** Text section follows **
The house in which we lived in those days will appear strange to a plains dweller. It was wooden and rose above the ground on stilts of cement, each about three feet high. But this is the way houses are built in that far away fastness where the earth is prone to shifting its back sometimes. The wooden floor showed a few faint cracks at places. I knew all of them by heart. But to me they were not mere cracks but mighty canyons and valleys. They never posed a problem to me, however, for I was a giant and could leap across them as one leaps across a puddle. I had a corner in the house. It lay beneath one of the bedroom windows. It was my kingdom. It was where I had set out on a wooden raft with Tom and Huckleberry, it was where I had ridden the high waves with Captain Ahab.


My window did not face the hills but another did. They looked rather sullen to me. And they seemed resentful of the clouds which will veil them as though they did not exist when it rained. Sometimes, the sun will shine as the veil still held. Then many a colour I could not name then and cannot name now will flit upon it. Or, sometimes, it will serve as a canvas for a rainbow. No one, as I knew, had ever passed beneath a rainbow. What about the birds then? I will wonder.

It was not just the clouds, the hills changed colour too. Only they were slower in it than their rivals. With each passing season the ceaseless forest which clothed them changed to a different shade of green. I could not name those shades then. I still will not be able to name them. I am rather incompetent with colours.

I was fond of watching the passage of seasons and awaited their passage. But it will be a long wait because winter occupied most of the year. There will be a foreboding of it in the air by the end of September and vestiges of winter will linger in the air till the end of April. But no matter how long the wait, winter gave way to spring. It always does, everywhere.
** End of Text section **
** Available data follows **
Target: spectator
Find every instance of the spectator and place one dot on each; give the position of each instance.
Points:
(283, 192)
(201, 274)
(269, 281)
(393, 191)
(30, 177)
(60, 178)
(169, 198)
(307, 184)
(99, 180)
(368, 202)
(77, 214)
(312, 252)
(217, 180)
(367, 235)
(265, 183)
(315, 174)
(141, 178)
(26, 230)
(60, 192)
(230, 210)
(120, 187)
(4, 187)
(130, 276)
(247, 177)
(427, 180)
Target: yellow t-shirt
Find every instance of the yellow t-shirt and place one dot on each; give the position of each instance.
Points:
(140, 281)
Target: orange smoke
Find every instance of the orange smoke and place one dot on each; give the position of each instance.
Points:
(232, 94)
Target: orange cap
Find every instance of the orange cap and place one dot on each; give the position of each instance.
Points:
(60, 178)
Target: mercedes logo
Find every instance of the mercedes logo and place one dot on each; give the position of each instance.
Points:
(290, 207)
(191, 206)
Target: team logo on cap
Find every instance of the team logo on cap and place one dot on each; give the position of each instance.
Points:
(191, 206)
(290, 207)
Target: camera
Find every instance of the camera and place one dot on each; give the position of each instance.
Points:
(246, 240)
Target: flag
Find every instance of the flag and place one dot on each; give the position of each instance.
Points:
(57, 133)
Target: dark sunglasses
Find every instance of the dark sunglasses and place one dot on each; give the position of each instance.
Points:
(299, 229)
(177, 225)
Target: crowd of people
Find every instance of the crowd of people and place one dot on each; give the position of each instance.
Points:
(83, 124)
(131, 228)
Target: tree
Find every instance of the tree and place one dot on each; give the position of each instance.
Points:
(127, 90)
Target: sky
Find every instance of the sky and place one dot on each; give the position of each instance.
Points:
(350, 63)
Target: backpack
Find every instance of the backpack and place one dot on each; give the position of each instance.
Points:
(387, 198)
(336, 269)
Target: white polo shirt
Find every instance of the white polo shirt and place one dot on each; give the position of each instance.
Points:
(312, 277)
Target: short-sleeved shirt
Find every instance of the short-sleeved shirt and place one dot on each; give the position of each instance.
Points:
** End of Available data **
■ **Problem to solve**: In the text about the house on stilts, how high was each of the cement stilts? Rely solely on the text about the house on stilts.

■ **Solution**: Each was about three feet high.